(Named object pointing records)
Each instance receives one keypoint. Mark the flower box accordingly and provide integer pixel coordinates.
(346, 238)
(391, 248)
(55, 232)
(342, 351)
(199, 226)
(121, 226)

**Short exercise**
Rewrite every one of the records above with "integer" swapped for "whole-number", leaving everything else as it stands.

**Expected output**
Each instance receives one keypoint. Mark the flower box accordingly and provide whole-number pixel coordinates.
(346, 238)
(391, 248)
(55, 232)
(342, 351)
(199, 226)
(121, 226)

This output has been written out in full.